------ Source material

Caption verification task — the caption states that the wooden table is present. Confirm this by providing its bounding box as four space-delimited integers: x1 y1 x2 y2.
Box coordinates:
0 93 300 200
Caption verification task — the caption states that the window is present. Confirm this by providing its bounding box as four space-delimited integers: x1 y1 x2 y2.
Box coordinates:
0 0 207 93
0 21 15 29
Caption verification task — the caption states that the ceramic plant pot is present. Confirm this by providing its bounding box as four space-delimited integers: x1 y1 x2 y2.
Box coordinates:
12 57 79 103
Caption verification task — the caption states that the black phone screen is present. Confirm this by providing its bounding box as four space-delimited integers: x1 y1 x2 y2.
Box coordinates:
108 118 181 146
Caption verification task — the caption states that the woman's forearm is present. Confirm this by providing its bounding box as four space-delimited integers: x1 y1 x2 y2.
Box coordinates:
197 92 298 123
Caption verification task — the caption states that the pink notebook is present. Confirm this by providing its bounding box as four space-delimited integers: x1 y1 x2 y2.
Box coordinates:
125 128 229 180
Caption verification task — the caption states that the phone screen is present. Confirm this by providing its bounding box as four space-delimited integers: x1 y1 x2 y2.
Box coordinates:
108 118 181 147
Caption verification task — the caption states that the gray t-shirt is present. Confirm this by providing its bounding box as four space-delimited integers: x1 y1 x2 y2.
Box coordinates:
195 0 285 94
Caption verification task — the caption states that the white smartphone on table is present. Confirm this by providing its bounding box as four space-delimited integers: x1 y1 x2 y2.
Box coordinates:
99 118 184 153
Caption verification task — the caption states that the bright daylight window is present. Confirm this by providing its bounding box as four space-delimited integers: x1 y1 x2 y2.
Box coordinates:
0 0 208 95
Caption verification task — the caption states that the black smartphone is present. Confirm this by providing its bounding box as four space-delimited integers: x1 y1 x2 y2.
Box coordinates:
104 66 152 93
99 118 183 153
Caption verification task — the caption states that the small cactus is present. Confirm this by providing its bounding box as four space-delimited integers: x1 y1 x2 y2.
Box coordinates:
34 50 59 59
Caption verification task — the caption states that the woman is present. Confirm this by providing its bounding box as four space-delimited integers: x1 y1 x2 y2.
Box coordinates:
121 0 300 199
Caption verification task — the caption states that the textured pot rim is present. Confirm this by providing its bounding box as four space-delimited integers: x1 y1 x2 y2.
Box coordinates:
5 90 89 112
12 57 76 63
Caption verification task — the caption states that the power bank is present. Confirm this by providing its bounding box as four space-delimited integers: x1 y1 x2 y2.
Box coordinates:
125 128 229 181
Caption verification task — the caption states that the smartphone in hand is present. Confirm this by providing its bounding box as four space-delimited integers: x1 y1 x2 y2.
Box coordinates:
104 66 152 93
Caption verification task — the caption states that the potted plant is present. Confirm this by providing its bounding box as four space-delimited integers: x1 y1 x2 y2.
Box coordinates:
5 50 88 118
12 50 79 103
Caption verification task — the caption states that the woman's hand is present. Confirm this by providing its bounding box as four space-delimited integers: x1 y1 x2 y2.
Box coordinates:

------------

• [Exercise directions]: Rewrite the lines of all the items above as a numbered list, leaving out any blank lines.

• [Solution to this task]:
1. Caption verification task — the caption states that the wooden table is present. Confirm this by providing its bounding box as four space-delimited integers: x1 y1 x2 y2.
2. Box coordinates:
3. 0 93 300 200
4. Caption verification task — the caption states that the window is present. Confirm this by providing its bounding box as four space-delimited integers: x1 y1 x2 y2.
5. Box coordinates:
6. 0 0 207 93
7. 0 21 15 29
8. Caption verification task — the caption states that the ceramic plant pot is present. Confirm this by providing its bounding box as four space-delimited integers: x1 y1 x2 y2.
9. Box coordinates:
10. 12 57 79 103
11. Caption verification task — the caption states that the black phone screen is present. Confirm this by providing its bounding box as four space-delimited integers: x1 y1 x2 y2.
12. Box coordinates:
13. 108 118 181 146
14. Caption verification task — the caption states that the woman's forearm is present. Confirm this by providing its bounding box as four space-delimited integers: x1 y1 x2 y2.
15. Box coordinates:
16. 197 92 298 123
17. Caption verification task — the caption states that the pink notebook is present. Confirm this by providing its bounding box as four space-delimited integers: x1 y1 x2 y2.
18. Box coordinates:
19. 125 128 229 180
20. Caption verification task — the caption states that the phone screen is present. Confirm this by providing its bounding box as four space-delimited integers: x1 y1 x2 y2.
21. Box coordinates:
22. 108 118 181 147
23. Caption verification task — the caption states that the gray t-shirt is present. Confirm this by providing its bounding box as four space-delimited integers: x1 y1 x2 y2.
24. Box coordinates:
25. 195 0 285 94
26. Caption verification task — the caption states that the white smartphone on table is present. Confirm this by providing its bounding box as four space-delimited integers: x1 y1 x2 y2.
27. Box coordinates:
28. 99 118 184 153
29. Caption verification task — the caption states that the bright daylight window is present. Confirm this by providing its bounding box as four space-delimited integers: x1 y1 x2 y2.
30. Box coordinates:
31. 0 0 208 95
32. Caption verification task — the caption states that the black smartphone is present. Confirm this by providing its bounding box as four space-delimited integers: x1 y1 x2 y2.
33. Box coordinates:
34. 104 66 152 93
35. 99 118 183 153
36. Caption verification task — the caption states that the small cactus is present. Confirm this by providing its bounding box as four space-delimited integers: x1 y1 x2 y2.
37. Box coordinates:
38. 34 50 59 59
39. Caption verification task — the caption states that the woman is present. Confirm this by providing its bounding box as four space-delimited integers: x1 y1 x2 y2.
40. Box coordinates:
41. 121 0 300 199
42. Caption verification task — the caption states that the textured pot rim is present. Confirm this by providing its bounding box as four space-delimited integers: x1 y1 x2 y2.
43. Box coordinates:
44. 5 90 89 112
45. 12 57 76 63
46. Caption verification task — the caption states that the power bank is present. Confirm this by providing its bounding box as four space-delimited integers: x1 y1 x2 y2.
47. Box coordinates:
48. 125 128 229 181
49. Caption verification task — the caption states that the smartphone in hand is present. Confirm this by providing its bounding box as four space-delimited integers: x1 y1 x2 y2.
50. Box coordinates:
51. 104 66 152 93
52. Caption verification task — the caption states that the potted plant is present. Confirm this by providing its bounding box as four space-delimited integers: x1 y1 x2 y2.
53. Box coordinates:
54. 5 50 88 118
55. 12 50 79 103
56. Caption verification task — the caption states that the woman's hand is present. Confirm this by providing its bounding box as four space-delimited integers: x1 y1 x2 y2.
57. Box coordinates:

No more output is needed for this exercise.